> **ASSIGNMENT**: In the listing below, locate the lines that hold "boards" and copy them.

> **SOURCE MATERIAL**:
____________________
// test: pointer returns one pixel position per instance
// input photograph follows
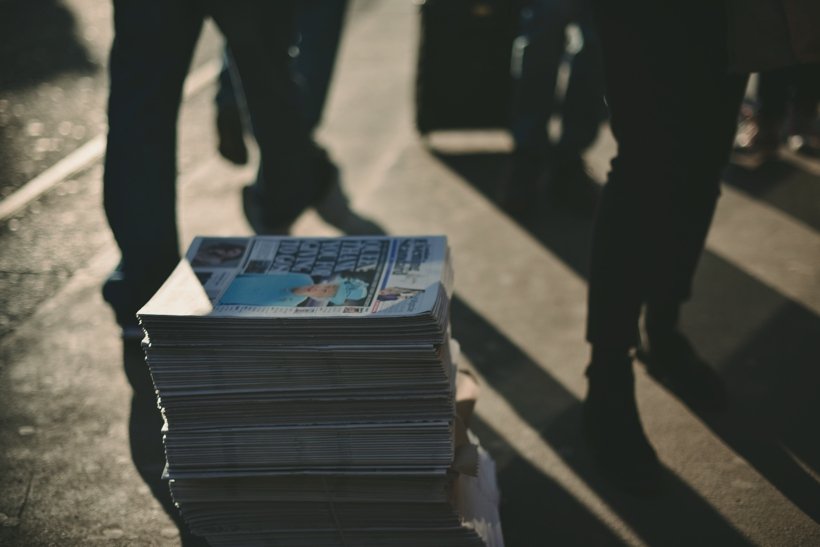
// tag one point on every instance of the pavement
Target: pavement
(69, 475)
____________________
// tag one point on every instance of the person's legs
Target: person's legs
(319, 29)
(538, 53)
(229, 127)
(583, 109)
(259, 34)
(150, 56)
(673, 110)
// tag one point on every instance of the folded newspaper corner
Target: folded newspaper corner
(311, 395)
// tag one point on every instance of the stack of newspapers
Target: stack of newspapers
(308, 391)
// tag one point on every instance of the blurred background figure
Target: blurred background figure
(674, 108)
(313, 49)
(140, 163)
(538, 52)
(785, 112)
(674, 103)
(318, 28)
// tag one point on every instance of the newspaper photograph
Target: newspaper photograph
____________________
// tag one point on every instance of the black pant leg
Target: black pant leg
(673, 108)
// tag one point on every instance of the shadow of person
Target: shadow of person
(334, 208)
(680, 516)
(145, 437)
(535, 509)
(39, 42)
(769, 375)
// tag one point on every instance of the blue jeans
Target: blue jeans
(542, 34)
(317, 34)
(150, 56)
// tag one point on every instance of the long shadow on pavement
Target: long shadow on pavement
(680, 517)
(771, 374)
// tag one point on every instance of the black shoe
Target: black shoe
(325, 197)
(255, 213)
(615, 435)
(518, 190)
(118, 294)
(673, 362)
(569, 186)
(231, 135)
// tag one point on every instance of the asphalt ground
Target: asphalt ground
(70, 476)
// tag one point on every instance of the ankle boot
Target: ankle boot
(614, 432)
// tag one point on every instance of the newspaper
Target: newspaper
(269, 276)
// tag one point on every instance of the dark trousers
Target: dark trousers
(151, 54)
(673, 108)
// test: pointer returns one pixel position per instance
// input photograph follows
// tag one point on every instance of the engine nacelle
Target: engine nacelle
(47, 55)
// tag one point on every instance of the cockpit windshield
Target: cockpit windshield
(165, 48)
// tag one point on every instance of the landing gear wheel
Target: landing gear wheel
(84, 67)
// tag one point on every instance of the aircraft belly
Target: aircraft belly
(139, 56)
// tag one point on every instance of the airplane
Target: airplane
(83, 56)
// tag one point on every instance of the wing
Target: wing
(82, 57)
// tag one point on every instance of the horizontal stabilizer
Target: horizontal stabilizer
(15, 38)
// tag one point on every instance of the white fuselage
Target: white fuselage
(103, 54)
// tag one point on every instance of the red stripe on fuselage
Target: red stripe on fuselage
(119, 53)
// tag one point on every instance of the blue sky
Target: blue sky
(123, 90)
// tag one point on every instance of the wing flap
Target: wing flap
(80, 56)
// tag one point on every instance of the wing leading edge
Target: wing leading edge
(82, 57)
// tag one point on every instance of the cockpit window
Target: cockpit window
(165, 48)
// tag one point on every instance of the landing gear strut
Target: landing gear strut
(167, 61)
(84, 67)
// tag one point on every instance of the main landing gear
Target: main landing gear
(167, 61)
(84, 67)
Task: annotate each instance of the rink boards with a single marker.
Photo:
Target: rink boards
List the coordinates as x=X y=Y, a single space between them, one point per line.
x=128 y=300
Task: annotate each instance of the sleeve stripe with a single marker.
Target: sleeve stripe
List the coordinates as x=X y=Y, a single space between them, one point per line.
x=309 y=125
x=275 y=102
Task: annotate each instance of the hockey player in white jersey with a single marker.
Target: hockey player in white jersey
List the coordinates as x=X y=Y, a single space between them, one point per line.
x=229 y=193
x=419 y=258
____________________
> **REPLY**:
Task: annotate each instance of the rink boards with a single marker.
Target: rink boards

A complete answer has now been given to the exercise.